→ **Aim of the exercise**:
Repeat the following lines exactly and nothing else: the line containing "Identify where the white china" and each line after it through the end of the listing.

## Begin The input

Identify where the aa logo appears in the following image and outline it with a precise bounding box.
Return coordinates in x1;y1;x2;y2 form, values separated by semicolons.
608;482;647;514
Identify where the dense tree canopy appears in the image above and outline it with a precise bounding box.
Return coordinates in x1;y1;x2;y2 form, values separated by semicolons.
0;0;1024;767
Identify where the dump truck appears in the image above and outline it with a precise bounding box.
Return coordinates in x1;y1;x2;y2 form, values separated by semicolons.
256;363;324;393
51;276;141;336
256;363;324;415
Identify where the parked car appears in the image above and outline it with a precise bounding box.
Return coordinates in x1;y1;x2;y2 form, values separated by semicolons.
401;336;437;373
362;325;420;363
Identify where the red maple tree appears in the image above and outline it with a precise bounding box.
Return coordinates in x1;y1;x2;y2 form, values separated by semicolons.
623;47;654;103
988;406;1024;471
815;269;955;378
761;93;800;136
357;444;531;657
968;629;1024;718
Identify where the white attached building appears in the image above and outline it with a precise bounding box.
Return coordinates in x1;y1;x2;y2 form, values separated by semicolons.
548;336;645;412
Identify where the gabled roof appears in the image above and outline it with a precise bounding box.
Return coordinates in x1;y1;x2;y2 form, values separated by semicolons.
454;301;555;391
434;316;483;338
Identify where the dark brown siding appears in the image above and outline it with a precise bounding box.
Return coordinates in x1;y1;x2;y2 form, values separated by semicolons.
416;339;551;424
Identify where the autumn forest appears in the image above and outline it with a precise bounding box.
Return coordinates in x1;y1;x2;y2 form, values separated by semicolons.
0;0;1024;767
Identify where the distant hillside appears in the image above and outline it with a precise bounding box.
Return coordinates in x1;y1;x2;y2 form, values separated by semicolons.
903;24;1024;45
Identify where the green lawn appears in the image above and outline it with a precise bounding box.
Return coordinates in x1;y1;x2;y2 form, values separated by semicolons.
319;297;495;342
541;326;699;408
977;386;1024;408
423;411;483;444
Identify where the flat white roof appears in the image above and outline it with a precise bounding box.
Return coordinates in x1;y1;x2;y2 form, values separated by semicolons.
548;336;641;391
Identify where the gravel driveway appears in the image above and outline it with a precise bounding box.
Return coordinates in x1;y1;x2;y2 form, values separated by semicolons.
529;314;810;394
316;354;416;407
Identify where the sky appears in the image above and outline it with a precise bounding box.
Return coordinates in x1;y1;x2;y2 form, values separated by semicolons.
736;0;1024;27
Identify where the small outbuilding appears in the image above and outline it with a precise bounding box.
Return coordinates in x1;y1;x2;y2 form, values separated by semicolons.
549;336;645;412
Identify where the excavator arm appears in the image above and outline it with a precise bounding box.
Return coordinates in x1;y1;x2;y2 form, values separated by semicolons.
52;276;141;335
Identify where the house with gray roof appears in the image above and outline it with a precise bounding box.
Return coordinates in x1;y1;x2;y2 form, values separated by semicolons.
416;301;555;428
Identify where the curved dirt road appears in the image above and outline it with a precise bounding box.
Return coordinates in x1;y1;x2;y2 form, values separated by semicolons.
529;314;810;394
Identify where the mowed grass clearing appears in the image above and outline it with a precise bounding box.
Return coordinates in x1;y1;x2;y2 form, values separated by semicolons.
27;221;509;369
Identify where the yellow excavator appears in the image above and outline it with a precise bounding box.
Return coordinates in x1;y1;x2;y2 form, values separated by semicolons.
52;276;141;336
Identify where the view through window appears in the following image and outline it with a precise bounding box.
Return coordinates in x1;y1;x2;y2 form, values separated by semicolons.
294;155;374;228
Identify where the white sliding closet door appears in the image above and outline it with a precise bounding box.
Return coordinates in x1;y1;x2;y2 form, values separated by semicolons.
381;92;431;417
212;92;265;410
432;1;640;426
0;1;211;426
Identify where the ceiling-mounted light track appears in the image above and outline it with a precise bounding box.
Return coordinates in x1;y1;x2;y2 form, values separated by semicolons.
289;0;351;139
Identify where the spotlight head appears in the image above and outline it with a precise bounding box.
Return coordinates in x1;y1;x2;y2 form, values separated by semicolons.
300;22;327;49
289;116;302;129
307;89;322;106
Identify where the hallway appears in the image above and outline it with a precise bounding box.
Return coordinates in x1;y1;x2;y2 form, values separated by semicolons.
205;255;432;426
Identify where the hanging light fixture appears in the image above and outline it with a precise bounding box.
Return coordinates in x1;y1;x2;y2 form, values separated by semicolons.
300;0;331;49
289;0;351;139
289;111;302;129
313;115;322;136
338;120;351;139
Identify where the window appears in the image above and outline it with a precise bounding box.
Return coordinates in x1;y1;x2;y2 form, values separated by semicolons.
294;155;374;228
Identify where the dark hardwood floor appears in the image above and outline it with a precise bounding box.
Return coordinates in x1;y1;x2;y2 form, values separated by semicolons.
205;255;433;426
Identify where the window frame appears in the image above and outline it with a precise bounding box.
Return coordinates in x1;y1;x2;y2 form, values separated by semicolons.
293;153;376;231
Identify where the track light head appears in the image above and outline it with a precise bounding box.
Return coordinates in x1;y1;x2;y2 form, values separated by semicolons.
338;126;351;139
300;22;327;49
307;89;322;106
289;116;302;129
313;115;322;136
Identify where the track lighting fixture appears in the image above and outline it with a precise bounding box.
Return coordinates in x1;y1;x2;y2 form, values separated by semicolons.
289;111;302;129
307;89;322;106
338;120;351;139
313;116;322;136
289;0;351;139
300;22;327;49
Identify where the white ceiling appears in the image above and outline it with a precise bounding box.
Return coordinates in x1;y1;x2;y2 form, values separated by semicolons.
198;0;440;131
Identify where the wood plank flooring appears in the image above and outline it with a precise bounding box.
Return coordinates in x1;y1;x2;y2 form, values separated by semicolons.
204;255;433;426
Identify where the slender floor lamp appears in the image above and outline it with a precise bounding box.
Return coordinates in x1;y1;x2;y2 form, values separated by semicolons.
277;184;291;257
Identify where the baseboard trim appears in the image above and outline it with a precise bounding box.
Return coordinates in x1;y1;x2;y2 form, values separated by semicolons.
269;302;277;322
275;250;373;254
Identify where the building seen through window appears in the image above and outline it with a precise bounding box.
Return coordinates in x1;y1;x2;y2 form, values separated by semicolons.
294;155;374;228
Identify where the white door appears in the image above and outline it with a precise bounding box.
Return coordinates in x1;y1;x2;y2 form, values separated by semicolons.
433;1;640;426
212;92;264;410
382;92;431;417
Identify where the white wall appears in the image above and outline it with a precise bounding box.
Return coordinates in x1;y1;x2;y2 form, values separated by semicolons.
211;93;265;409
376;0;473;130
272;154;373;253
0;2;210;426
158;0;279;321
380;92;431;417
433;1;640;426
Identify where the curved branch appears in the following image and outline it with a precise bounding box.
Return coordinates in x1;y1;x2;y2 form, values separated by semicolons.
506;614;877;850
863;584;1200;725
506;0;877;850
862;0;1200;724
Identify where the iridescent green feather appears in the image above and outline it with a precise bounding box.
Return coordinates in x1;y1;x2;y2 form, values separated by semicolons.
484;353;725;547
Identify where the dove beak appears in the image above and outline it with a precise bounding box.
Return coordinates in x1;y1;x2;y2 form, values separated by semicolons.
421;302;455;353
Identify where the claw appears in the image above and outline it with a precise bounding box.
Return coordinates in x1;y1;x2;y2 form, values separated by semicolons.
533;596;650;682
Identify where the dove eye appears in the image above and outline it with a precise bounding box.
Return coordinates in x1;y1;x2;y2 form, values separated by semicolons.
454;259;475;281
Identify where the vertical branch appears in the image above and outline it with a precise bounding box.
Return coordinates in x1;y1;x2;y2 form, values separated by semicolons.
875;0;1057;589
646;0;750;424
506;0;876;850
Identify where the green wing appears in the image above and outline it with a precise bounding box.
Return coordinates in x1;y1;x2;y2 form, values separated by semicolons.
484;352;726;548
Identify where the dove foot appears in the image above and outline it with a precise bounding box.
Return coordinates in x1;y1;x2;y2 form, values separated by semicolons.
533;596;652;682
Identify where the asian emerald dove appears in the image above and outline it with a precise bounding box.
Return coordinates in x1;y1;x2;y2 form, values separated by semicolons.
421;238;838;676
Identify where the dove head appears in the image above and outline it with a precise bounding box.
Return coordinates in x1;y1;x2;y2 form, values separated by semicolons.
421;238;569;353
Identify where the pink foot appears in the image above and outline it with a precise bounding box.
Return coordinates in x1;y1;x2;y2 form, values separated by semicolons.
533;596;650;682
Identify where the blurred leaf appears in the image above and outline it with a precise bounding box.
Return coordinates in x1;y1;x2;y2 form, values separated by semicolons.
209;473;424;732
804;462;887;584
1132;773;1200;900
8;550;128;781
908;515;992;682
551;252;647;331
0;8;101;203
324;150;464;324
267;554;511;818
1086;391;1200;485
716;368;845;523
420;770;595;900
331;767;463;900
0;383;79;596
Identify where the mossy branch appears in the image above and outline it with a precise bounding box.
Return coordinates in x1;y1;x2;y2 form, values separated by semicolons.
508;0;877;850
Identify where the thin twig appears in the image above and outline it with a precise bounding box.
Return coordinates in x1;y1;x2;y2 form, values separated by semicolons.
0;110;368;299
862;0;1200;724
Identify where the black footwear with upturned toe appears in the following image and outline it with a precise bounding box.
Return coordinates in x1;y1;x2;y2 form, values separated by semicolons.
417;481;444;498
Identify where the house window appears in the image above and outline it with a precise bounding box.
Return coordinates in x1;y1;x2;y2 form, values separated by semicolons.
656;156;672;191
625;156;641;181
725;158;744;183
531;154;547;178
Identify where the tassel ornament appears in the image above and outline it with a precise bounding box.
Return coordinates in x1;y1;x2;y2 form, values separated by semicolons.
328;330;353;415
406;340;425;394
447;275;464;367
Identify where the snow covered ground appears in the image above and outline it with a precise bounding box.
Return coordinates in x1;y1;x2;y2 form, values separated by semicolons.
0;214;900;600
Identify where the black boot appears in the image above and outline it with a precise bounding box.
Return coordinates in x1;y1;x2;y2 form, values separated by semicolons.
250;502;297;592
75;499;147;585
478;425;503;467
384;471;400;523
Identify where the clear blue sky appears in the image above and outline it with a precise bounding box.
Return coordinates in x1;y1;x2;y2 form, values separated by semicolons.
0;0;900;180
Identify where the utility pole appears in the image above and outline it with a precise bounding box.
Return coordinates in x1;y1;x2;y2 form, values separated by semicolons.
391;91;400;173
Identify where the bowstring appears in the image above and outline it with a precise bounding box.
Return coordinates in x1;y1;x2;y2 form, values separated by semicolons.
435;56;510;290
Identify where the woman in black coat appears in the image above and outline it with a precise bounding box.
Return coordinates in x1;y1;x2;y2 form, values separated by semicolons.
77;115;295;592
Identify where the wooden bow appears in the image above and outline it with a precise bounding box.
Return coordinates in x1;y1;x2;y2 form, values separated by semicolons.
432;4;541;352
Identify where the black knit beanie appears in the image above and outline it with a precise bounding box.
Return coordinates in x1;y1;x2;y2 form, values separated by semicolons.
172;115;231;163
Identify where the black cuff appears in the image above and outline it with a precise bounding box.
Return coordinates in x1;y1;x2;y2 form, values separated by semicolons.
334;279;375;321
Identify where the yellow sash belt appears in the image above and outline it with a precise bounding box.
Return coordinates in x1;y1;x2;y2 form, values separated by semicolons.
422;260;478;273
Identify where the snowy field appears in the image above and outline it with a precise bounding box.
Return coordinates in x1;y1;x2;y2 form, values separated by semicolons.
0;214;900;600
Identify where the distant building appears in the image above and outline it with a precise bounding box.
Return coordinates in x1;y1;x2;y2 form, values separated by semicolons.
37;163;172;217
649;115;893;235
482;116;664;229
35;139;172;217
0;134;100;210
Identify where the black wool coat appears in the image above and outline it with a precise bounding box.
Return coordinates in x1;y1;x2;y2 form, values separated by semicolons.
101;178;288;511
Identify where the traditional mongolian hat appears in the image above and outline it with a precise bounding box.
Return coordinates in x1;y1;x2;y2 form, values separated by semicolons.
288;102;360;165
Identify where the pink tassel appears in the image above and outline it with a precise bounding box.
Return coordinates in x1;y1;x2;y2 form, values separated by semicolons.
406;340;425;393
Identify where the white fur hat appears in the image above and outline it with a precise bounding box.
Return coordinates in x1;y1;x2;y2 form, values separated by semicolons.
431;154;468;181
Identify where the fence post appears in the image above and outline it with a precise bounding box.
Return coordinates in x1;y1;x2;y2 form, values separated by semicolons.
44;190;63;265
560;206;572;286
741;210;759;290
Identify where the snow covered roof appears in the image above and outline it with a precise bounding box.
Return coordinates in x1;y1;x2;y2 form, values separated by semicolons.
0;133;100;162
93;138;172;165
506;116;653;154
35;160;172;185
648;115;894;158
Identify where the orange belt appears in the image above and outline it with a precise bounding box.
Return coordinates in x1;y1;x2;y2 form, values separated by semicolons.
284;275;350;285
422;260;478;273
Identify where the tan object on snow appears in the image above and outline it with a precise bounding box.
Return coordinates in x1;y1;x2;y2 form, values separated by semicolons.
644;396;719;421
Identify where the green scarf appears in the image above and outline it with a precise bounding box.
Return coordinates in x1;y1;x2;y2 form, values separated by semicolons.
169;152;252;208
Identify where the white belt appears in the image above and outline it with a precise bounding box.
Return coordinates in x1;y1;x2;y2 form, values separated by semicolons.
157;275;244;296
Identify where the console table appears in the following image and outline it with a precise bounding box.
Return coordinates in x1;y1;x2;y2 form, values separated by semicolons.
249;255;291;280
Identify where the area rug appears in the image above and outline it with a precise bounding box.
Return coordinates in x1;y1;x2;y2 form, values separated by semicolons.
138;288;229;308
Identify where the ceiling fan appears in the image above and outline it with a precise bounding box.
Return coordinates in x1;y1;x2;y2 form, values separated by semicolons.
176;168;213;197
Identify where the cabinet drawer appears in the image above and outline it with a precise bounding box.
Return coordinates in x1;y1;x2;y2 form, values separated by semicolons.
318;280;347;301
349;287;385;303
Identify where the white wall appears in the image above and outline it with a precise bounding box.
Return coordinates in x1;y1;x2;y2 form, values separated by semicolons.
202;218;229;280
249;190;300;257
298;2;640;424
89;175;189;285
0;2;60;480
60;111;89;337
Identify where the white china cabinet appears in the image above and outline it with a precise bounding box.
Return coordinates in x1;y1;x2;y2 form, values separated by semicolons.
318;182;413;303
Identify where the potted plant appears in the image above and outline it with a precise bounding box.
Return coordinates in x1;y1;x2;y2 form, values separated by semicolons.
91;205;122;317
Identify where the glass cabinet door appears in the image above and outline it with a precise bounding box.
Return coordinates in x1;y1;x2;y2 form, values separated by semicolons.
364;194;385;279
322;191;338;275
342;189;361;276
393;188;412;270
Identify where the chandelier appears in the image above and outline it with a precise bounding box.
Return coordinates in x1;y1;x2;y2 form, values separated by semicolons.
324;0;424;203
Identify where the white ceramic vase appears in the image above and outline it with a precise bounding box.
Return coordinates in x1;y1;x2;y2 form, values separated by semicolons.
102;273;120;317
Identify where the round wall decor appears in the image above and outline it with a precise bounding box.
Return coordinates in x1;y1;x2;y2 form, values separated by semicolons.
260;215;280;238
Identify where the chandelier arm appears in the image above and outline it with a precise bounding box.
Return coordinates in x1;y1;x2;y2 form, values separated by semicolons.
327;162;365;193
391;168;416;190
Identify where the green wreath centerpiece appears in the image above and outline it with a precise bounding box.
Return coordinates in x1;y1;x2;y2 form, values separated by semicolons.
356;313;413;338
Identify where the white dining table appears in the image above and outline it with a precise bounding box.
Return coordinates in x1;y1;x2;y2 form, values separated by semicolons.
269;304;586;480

## End The input

→ **Response to the exercise**:
Identify where the white china cabinet appears in the image above and outline it with a precise bounding box.
Return coordinates in x1;y1;x2;y2 form, values separated by semicolons.
318;182;413;303
Identify where the potted plant appears in the image above and outline it with a precise bounding box.
Return coordinates in x1;y1;x2;y2 form, values separated by semicolons.
91;205;122;317
Identify where the glass cabinet door appears in the image above and outline it with a precise bounding box.
Return coordinates in x1;y1;x2;y2 form, values separated by semicolons.
364;194;385;279
322;191;338;275
342;189;361;276
393;188;412;270
Identify where the chandelier appears in the image above and outline it with a precise bounding box.
Return coordinates in x1;y1;x2;y2 form, values separated by semicolons.
324;0;424;203
Identify where the white ceramic vase appears in the image above and outline it with a precise bounding box.
Return coordinates in x1;y1;x2;y2 form, values separated by semicolons.
102;273;120;317
Identify where the round wall decor appears in the image above and outline it with a precise bounding box.
Return coordinates in x1;y1;x2;y2 form, values separated by semicolons.
260;215;280;238
Identify where the chandelier arm appears in the image above and outline it with a precise bounding box.
Return coordinates in x1;y1;x2;y2 form, values separated by semicolons.
327;162;365;193
391;168;416;190
Identify where the green wreath centerpiece appears in the image above and outline it with a precise bounding box.
Return coordinates in x1;y1;x2;y2 form, values separated by semicolons.
356;313;413;338
Identify where the white dining table appears in the image above and outline it with a precise bounding box.
Return coordinates in x1;y1;x2;y2 form, values separated by semicolons.
269;304;586;480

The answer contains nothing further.